▸ EXERCISE OBJECTIVE:
Answer these from the text about the Joy Division documentary:
(a) In what year was the documentary released?
(b) In which city was Plan K, where the band were booked to play in 1979?
(c) How old were the band members at the time, according to the text?

▸ TEXT:
━━━━

Last night we watched a biopic of English band, Joy Division, released in 2007.
https://en.wikipedia.org/wiki/Joy_Division_%282007_film%29
This is not CONTROL, the film of Ian Curtis’ life, but a documentary.
It is the sort of documentary that you can bring away a different aspect every time you watch.
I can see many other aspects to the events, people, times, but for me this time it was this:
The distance of time gives such a perspective on many aspects of that era.
We both grew up in the same era and area of northern England.
Footage from the time shows just how shocking conditions were, conditions that we took for granted, our normal.
London, of course, was different, another world as far as living conditions and expectations were concerned.
https://en.wikipedia.org/wiki/Joy_Division
And, yes, the north was badly, terribly, neglected.
The main industries were gone or were going, and as yet there was little to replace them.
The scars of war were still being healed. Twenty-five years afterwards.
Which also shows very clearly how little input had been provided by hugely south-centric governments and planning.
The biggest jolt came, though, with comments/reminiscences of their first meeting, by Annik Honoré.
She was a major member of Plan K, and was to become Ian Curtis, Joy Division’s, lead singer’s girlfriend (she has since died, 2014. Ian Curtis died in 1980).
The band were booked to play at Plan K, in Brussels. It was 1979.
It was their first trip out of England.
This also is very telling. There was so little money available, and so there was little outside travel.
Annik described them, as compared to her fellow Belgians and Europeans of the same age, as
undernousished, wearing thin, cheap clothes … thin coats in Winter.
They were barely 21 year’s old.

━━━━

▸ DATA FOR ANALYSIS:

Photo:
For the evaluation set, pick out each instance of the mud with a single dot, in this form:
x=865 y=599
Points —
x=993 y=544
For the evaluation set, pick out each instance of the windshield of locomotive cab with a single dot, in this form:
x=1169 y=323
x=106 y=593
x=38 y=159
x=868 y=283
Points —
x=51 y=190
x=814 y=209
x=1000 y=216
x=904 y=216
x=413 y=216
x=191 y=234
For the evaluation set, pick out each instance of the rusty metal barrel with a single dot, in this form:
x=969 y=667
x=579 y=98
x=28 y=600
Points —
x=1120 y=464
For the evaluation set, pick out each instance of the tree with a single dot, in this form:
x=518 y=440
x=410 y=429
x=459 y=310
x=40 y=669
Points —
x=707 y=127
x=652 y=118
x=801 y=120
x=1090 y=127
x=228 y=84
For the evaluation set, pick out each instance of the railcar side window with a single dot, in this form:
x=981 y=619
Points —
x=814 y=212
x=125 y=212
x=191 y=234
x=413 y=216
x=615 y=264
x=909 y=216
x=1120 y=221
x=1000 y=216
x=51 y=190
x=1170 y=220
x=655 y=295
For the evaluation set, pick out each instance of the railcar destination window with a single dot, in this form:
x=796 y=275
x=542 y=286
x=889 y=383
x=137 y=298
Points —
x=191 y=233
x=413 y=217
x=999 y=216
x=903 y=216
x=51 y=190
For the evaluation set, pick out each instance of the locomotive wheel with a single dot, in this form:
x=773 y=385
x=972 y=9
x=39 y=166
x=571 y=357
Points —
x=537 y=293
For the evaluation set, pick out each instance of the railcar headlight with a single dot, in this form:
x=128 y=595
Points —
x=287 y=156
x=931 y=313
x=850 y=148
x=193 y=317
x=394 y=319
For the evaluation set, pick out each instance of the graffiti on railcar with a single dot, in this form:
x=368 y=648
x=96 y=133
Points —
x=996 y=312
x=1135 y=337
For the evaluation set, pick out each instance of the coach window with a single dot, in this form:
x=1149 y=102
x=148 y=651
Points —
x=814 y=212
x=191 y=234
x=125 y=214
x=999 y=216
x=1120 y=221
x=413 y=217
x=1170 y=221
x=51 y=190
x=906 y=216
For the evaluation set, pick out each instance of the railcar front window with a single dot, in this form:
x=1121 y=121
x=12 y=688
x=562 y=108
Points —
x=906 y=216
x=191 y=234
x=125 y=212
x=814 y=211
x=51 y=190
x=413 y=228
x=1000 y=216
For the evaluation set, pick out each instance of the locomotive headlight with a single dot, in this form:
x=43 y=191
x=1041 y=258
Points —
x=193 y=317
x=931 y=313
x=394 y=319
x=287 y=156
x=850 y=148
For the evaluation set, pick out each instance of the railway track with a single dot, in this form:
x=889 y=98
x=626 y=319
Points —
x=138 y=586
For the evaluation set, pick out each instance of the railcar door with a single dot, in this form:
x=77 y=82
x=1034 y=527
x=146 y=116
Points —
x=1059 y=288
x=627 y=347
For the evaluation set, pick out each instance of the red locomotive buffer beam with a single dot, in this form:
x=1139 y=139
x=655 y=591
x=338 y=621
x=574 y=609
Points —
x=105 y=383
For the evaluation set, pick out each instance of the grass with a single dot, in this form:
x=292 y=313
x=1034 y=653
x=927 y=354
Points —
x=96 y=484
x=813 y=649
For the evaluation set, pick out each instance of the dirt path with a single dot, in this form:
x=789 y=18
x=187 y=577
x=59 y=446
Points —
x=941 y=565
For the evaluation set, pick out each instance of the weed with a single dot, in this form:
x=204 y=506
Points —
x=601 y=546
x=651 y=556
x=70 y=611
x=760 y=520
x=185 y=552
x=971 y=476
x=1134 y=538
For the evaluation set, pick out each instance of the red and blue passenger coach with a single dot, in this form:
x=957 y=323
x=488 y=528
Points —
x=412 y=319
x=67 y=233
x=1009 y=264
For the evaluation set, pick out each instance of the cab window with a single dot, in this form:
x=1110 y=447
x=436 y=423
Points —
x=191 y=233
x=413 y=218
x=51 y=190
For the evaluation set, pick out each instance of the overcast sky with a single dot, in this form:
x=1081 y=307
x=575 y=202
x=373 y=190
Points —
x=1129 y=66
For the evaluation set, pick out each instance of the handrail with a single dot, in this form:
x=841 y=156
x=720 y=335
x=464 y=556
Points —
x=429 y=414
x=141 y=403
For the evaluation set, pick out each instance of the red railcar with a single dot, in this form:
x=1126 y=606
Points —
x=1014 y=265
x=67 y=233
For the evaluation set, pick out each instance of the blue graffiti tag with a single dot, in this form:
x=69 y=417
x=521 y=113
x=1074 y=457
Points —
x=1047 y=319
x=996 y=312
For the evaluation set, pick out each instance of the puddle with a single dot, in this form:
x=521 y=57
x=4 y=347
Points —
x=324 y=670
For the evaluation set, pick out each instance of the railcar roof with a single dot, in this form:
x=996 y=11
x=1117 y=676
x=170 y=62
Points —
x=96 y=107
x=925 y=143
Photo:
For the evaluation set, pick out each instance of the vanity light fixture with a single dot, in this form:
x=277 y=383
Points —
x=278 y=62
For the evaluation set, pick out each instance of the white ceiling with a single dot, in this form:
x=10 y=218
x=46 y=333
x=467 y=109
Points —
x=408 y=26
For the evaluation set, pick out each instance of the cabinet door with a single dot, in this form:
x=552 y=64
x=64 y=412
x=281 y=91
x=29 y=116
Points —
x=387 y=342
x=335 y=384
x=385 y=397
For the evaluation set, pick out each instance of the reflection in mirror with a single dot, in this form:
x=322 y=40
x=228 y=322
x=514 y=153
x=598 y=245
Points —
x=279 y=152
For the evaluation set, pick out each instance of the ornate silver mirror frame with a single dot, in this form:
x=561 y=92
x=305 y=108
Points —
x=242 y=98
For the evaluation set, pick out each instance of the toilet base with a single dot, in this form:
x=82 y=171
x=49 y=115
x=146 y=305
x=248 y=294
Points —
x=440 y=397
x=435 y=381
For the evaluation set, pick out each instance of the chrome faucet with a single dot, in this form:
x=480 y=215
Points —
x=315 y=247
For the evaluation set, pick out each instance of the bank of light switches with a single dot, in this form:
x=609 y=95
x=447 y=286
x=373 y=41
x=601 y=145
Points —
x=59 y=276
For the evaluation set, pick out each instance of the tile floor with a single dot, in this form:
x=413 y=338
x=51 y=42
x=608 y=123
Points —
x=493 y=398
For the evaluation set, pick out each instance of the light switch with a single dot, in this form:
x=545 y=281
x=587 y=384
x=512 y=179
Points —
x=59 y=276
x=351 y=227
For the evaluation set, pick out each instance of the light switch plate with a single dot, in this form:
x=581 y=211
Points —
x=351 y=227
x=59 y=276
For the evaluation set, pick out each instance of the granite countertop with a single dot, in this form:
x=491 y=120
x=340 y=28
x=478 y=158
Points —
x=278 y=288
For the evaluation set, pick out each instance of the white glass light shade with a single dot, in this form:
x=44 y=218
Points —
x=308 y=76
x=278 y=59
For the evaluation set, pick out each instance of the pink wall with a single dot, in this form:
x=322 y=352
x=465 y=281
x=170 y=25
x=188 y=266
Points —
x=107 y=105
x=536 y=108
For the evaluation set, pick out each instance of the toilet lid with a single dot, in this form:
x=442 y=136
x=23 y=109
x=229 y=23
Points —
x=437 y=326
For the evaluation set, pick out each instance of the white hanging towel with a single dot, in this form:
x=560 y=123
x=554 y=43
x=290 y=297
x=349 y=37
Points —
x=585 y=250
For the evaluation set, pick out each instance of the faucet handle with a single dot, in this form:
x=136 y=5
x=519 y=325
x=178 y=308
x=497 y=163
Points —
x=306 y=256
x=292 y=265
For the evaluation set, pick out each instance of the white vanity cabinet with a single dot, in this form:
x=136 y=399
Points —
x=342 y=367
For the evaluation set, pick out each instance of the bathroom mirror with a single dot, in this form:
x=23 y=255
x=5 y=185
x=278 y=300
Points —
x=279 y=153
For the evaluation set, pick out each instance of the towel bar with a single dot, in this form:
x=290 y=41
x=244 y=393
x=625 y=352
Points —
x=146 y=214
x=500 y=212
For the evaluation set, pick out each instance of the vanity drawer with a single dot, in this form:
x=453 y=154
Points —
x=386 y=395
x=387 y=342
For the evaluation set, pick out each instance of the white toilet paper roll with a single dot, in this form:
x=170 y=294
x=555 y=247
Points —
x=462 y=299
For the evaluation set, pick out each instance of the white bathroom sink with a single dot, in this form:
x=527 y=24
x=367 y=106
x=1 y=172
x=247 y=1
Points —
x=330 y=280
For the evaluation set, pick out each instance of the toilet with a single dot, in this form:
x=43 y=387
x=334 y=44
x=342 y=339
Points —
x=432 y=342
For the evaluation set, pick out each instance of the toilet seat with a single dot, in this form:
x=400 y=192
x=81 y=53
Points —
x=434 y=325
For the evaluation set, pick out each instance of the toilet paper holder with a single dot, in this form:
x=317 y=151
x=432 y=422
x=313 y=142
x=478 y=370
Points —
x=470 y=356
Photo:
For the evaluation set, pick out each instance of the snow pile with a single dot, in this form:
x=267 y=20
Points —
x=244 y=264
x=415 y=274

━━━━

▸ ANSWER BOX:
(a) 2007
(b) Brussels
(c) Barely 21